◆ TASK DESCRIPTION: Your task is to restate the data word for word.

------------------------------------------------

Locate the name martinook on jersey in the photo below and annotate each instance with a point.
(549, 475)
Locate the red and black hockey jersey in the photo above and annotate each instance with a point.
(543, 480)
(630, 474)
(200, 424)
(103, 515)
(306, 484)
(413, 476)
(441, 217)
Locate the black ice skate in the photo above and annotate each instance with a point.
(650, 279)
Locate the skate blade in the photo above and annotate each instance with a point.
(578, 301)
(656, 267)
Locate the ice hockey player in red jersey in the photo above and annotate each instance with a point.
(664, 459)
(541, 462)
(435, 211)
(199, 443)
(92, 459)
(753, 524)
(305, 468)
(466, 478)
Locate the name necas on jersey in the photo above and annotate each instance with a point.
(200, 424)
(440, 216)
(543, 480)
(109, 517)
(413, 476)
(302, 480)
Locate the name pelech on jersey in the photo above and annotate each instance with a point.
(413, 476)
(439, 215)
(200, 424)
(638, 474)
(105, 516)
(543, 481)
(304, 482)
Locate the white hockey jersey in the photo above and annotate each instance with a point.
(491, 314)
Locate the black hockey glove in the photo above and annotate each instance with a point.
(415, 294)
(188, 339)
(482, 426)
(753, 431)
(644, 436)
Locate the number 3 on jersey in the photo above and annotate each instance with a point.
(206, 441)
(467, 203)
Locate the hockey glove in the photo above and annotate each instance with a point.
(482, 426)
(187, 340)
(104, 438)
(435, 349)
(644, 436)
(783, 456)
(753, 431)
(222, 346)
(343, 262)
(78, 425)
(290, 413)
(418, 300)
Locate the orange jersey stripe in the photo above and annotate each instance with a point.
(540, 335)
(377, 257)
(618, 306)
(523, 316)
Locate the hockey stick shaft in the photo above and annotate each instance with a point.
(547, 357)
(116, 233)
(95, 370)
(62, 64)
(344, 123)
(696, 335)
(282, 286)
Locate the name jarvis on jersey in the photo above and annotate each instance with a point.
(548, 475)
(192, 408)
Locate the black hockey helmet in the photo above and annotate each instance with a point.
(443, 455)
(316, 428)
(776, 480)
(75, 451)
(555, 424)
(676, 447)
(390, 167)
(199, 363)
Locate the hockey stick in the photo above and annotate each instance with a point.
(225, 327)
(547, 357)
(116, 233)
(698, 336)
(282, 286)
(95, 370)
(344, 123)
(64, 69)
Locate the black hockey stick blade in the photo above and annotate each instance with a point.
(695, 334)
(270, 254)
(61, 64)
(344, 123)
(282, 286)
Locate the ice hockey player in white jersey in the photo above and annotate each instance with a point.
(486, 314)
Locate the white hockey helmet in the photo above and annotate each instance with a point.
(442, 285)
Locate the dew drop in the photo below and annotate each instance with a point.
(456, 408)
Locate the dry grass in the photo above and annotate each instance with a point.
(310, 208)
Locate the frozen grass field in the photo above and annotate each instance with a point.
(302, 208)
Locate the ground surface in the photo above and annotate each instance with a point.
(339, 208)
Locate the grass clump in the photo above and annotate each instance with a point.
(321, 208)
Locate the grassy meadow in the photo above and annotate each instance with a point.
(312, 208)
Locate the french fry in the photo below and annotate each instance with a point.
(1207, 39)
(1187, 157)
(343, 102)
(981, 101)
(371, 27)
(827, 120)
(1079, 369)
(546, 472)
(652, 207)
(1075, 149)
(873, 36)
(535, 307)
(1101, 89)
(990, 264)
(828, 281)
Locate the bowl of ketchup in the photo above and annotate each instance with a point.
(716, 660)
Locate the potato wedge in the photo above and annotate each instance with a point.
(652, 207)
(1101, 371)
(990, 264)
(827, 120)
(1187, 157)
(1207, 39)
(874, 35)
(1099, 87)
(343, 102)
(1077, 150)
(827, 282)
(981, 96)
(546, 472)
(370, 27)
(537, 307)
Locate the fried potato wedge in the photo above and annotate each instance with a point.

------------------------------------------------

◆ TASK RESPONSE:
Locate the name martinook on jersey in the photo below and annotate each instance with a point.
(549, 475)
Locate the red and black hockey jersey in the photo above and annotate each instance with a point.
(543, 480)
(630, 474)
(200, 424)
(103, 515)
(306, 484)
(413, 476)
(441, 217)
Locate the black ice skate in the photo above and annotate each instance with a point.
(650, 279)
Locate the skate blade in the photo above and annotate each instance with a point.
(578, 301)
(656, 267)
Locate the ice hockey player in red jersey in the photo above and annotate each instance with a point.
(664, 459)
(541, 462)
(435, 211)
(199, 443)
(92, 459)
(753, 524)
(305, 468)
(466, 478)
Locate the name necas on jersey in the photo above and annotate each instance with a point.
(200, 424)
(440, 216)
(543, 480)
(109, 517)
(413, 476)
(302, 480)
Locate the name pelech on jersey in the photo above and annotate each instance with a point.
(413, 476)
(439, 215)
(200, 424)
(638, 474)
(105, 516)
(543, 481)
(304, 482)
Locate the white hockey jersey in the photo above and annotate each instance with a point.
(491, 314)
Locate the black hockey glove in the photo above and annotate each instance with a point.
(415, 294)
(188, 339)
(482, 426)
(753, 431)
(644, 436)
Locate the number 3 on jersey in the photo above and annotate each instance with a point.
(206, 441)
(467, 203)
Locate the hockey glove in the photo above and annotate each instance with a point.
(482, 426)
(187, 340)
(104, 438)
(435, 349)
(644, 436)
(783, 456)
(753, 431)
(222, 346)
(343, 262)
(78, 425)
(290, 413)
(418, 300)
Locate the orange jersey stripe in the photo above and annotate each instance with a point.
(540, 335)
(377, 257)
(618, 306)
(523, 316)
Locate the hockey stick shaft in the photo above and annotate each instance with a point.
(547, 357)
(116, 233)
(95, 370)
(62, 64)
(344, 123)
(696, 335)
(282, 286)
Locate the name jarvis on jersey in the photo above and annotate each instance with a point.
(548, 475)
(192, 408)
Locate the black hockey helmet in the photo above and annotate each instance with a point.
(443, 455)
(316, 428)
(776, 480)
(75, 451)
(555, 424)
(676, 447)
(390, 167)
(199, 363)
Locate the hockey stick in the photo above and annotate each instance with a point.
(225, 327)
(547, 357)
(116, 233)
(698, 336)
(282, 286)
(95, 370)
(344, 123)
(64, 69)
Locate the black hockey stick blade in the photo above and annotate each instance with a point.
(695, 334)
(270, 254)
(61, 64)
(344, 123)
(282, 286)
Locate the ice hockey player in white jersey in the photo above and annotate each instance with a point.
(486, 314)
Locate the white hockey helmet in the photo above and annotate each instance with a point.
(442, 285)
Locate the dew drop in the photo below and annotate each instance with a point.
(456, 408)
Locate the dry grass in the photo above and annotate each instance with a point.
(310, 208)
Locate the frozen grass field in the photo above and annotate each instance with a point.
(302, 208)
Locate the ground surface in the photo above and annotate each instance with a point.
(339, 208)
Locate the grass clump in the photo above and annotate each instance with a point.
(321, 208)
Locate the grassy meadow in the photo above and annotate each instance with a point.
(312, 208)
Locate the french fry in the photo below and annotate each instance with a point.
(1207, 39)
(1187, 157)
(343, 102)
(981, 101)
(371, 27)
(827, 120)
(1079, 369)
(546, 472)
(652, 207)
(1075, 149)
(873, 36)
(535, 307)
(1101, 89)
(990, 264)
(828, 281)
Locate the bowl of ketchup in the photo above and annotate each instance with a point.
(716, 660)
Locate the potato wedge in the photo above and annotate each instance with a point.
(652, 207)
(1101, 371)
(990, 264)
(827, 120)
(1187, 157)
(1207, 39)
(874, 35)
(1099, 87)
(343, 102)
(1077, 150)
(827, 282)
(981, 96)
(546, 472)
(370, 27)
(537, 307)
Locate the fried potato wedge in the photo above and annotate each instance with a point.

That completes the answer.